▸ **PROBLEM TO SOLVE**
Down to the last character, repeat the entries beneath this task.

(Saved entries)
Start of Block

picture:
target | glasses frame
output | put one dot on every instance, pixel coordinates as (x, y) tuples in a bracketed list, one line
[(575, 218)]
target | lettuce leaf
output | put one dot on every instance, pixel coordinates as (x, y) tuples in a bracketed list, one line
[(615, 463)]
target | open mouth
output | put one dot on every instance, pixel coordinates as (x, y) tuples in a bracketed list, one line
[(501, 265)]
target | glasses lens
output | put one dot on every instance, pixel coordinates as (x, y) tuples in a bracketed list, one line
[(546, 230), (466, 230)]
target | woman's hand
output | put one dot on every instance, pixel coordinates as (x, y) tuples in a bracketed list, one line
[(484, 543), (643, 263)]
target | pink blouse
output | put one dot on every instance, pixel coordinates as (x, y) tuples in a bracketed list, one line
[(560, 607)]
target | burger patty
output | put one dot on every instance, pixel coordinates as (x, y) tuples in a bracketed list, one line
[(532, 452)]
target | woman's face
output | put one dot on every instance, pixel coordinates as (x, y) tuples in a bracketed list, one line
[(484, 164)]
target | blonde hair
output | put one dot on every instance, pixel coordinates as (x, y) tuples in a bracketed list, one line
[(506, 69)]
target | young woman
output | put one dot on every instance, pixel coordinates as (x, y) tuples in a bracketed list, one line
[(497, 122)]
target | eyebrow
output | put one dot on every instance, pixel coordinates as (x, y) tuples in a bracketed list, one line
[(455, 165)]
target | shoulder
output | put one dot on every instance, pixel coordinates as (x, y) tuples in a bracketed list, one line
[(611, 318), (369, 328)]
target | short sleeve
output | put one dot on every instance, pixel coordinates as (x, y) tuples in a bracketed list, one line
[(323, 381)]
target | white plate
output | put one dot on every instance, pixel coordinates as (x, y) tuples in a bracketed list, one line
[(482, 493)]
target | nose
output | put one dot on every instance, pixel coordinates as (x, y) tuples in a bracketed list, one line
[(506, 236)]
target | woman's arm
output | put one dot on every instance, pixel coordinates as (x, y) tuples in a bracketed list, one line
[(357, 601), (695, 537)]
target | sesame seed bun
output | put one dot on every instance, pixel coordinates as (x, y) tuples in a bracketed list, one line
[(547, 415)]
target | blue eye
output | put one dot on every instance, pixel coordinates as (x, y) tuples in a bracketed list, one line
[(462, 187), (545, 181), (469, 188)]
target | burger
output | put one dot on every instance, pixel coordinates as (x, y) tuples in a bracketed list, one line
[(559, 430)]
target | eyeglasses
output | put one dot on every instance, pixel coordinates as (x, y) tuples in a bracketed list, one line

End of Block

▸ **WRITTEN REPLY**
picture:
target | glasses frame
output | put one dot on every instance, pixel coordinates as (x, y) tuples in a bracketed list, one line
[(575, 218)]
target | lettuce leaf
output | put one dot on every instance, pixel coordinates as (x, y) tuples in a bracketed list, one line
[(615, 463)]
target | open mouth
output | put one dot on every instance, pixel coordinates as (x, y) tuples in a bracketed list, one line
[(501, 265)]
target | glasses lens
output | put one dot on every instance, pixel coordinates as (x, y) tuples in a bracketed list, one line
[(546, 230), (466, 230)]
target | woman's hand
output | put one dot on every instance, pixel coordinates as (x, y) tuples in a bracketed list, one line
[(484, 543), (643, 263)]
target | pink blouse
output | put one dot on every instance, pixel coordinates as (x, y) tuples in a bracketed list, one line
[(560, 607)]
target | burger patty
output | put one dot on every instance, pixel coordinates as (x, y) tuples in a bracketed list, one line
[(532, 452)]
target | woman's face
output | put one dot on every instance, pixel coordinates as (x, y) tuples in a bracketed list, one line
[(484, 164)]
target | blonde hair
output | put one dot on every instance, pixel coordinates as (x, y) tuples in a bracketed list, one line
[(506, 69)]
target | young woman
output | put one dot on every instance, pixel coordinates as (x, y) tuples in a bracketed list, one line
[(497, 122)]
target | eyebrow
output | put one dot on every instance, pixel coordinates as (x, y) tuples in a bracketed list, one line
[(455, 165)]
target | shoulder
output | put one dot on every instance, pixel coordinates as (x, y) tuples in a bracketed list, one line
[(611, 318), (369, 328)]
target | short sleeve
output | put one dot on every instance, pixel coordinates as (x, y) tuples in a bracketed list, one line
[(323, 381)]
target | white plate
output | put one dot on every instance, pixel coordinates as (x, y) tuples in a bracketed list, one line
[(482, 493)]
target | nose
output | put one dot on every instance, pixel coordinates as (x, y) tuples in a bracketed list, one line
[(506, 236)]
target | woman's arm
output | put one dot on every instance, pixel coordinates as (x, y) tuples in a bracketed list, one line
[(357, 601), (695, 537)]
target | sesame seed bun
output | put one dot on every instance, pixel coordinates as (x, y) tuples in a bracketed list, one line
[(547, 415)]
target | blue eye
output | put one dot on every instance, pixel coordinates as (x, y) tuples in a bracketed list, one line
[(462, 187), (545, 181), (469, 188)]
target | burger
output | put one dot on every instance, pixel coordinates as (x, y) tuples in a bracketed list, one line
[(559, 430)]
target | eyeglasses
output | put one dot on every instance, pixel coordinates as (x, y) tuples in a bracketed list, one line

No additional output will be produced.